◆ About this exercise ◆
Retype the entries in full.

◆ Records supplied ◆
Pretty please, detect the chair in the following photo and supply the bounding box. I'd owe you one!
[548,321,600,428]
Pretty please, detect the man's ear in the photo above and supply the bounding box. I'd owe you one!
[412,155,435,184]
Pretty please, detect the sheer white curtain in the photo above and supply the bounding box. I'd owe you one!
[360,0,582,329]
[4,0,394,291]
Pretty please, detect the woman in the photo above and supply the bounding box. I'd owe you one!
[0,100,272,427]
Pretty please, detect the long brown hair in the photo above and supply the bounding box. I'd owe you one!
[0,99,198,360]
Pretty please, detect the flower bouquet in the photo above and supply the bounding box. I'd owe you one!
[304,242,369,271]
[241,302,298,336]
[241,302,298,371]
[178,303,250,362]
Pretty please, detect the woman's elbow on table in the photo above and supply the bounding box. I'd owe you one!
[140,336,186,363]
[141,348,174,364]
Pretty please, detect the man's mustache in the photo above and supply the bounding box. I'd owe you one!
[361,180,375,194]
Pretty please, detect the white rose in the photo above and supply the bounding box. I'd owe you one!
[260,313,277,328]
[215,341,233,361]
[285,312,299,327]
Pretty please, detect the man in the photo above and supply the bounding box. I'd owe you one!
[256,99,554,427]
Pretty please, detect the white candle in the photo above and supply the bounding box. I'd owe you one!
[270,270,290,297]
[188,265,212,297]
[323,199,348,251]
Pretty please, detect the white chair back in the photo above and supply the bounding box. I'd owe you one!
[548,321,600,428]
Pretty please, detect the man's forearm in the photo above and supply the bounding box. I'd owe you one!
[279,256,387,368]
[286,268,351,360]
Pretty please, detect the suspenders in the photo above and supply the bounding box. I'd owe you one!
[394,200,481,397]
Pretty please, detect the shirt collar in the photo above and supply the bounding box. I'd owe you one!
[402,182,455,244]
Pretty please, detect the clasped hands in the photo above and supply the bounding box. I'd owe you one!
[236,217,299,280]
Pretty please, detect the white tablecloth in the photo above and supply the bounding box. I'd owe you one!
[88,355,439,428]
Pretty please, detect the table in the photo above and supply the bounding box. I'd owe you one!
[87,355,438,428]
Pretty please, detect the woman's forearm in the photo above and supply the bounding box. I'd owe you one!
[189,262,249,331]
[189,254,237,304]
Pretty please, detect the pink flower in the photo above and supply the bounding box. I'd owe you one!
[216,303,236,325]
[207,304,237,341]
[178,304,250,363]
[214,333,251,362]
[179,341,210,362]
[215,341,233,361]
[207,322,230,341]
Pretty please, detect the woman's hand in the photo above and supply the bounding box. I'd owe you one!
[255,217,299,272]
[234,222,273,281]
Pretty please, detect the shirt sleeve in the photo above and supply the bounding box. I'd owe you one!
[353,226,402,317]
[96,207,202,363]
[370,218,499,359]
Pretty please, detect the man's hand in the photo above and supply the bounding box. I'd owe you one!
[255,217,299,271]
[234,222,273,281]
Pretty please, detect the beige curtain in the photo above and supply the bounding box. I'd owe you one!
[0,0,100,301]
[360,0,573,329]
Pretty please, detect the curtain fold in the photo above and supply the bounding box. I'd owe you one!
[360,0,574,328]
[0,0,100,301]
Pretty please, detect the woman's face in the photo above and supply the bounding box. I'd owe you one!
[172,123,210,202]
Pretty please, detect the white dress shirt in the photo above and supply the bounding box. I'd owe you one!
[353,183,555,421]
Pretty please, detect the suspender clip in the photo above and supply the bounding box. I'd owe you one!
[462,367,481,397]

◆ Response for this exercise ◆
Pretty please, detect the chair in the following photo and supply the bounding box. I'd owe you one!
[548,321,600,428]
Pretty please, detect the man's ear in the photo above and supply the bounding box. I'd owe you one!
[412,155,435,184]
Pretty please, detect the sheer white curtain in the photo above and supply the bounding box. I'd owe you one!
[360,0,582,329]
[4,0,394,291]
Pretty please, detect the woman in the photo above and supply the bounding box. I'd owe you one!
[0,100,272,427]
Pretty please, detect the long brown hair in the photo above and supply the bounding box. I'd owe you one!
[0,99,198,360]
Pretty please, detect the flower bouquet in the photo above and supply the bounding box. I'd owe you one!
[304,242,369,271]
[241,302,298,336]
[241,302,298,371]
[178,303,250,362]
Pretty please, detect the woman's elbow on table in the photo above and supply the bounding box. I'd owe you one!
[140,336,186,363]
[141,348,174,364]
Pretty please, detect the man's mustache in the photo above and supply the bounding box. I'd owe you one!
[361,180,375,194]
Pretty please, detect the white rose in the photo above and supply the bounding box. I'd owe you one!
[260,313,277,328]
[215,341,233,361]
[285,312,299,327]
Pretty please, detect the man in the photo above and supply the bounding box. I'd owe you one!
[256,99,554,427]
Pretty please, detect the white candle in the photo above and supply the bounding box. I'd owe you one!
[270,270,290,297]
[188,265,212,297]
[323,199,348,251]
Pretty please, detect the white chair back in the photo above and supply the bounding box. I'd owe you one!
[548,321,600,428]
Pretty please, detect the man's forearm in the photo above and supply the bounding box. I'd owe you one!
[279,256,387,368]
[286,268,351,360]
Pretty please, detect the suspenders in the photo above and supply the bounding box. I'd owe you one!
[394,200,481,397]
Pretty please, detect the shirt collar in the photo above and supply the bounding box. I'd owe you one!
[402,182,455,244]
Pretty please, detect the clasped hands in the photo above and supply the bounding box. I'd owe you one!
[236,217,299,280]
Pretty please, detect the white tablecloth in the photo above and supply the bounding box. I'd owe you one!
[88,355,439,428]
Pretty please, detect the table in the photo above and supply the bounding box. I'd owe you one!
[87,355,438,428]
Pretty please, detect the woman's forearm in the photo above and supply the bounding box. I'd owe you one!
[189,262,249,331]
[189,254,237,304]
Pretty please, detect the pink flower in the photo above and supply the bounding box. I'd owe you one!
[216,303,236,325]
[207,304,237,341]
[178,304,250,363]
[214,333,251,362]
[179,341,210,362]
[215,341,233,361]
[207,322,230,341]
Pretty please, detect the woman's hand in the photo above and supply the bounding box. I'd owe you one!
[255,217,299,272]
[234,222,273,281]
Pretty please, detect the shirt sleeve in the photo above and supply the bounding box. I'd owe you one!
[353,226,402,317]
[96,207,202,363]
[370,218,499,359]
Pretty please, detect the man's hand in the photo above and supply the bounding box. I'd owe you one!
[255,217,299,271]
[234,222,273,281]
Pretty please, detect the beige curtain in the photo above and supply the bounding box. I'd owe you one!
[0,0,100,301]
[360,0,573,329]
Pretty please, detect the curtain fold in the photo above and supply the bounding box. I'd owe you one!
[360,0,574,328]
[0,0,100,301]
Pretty please, detect the woman's face in the photo above and supply the bounding box. I'd owe you one!
[172,123,210,202]
Pretty please, detect the white dress shirt in the photo above and supply the bounding box. I'd owe you one!
[353,183,555,421]
Pretty please, detect the suspender clip in the photo above and supply the bounding box. I'd owe you one!
[462,367,481,397]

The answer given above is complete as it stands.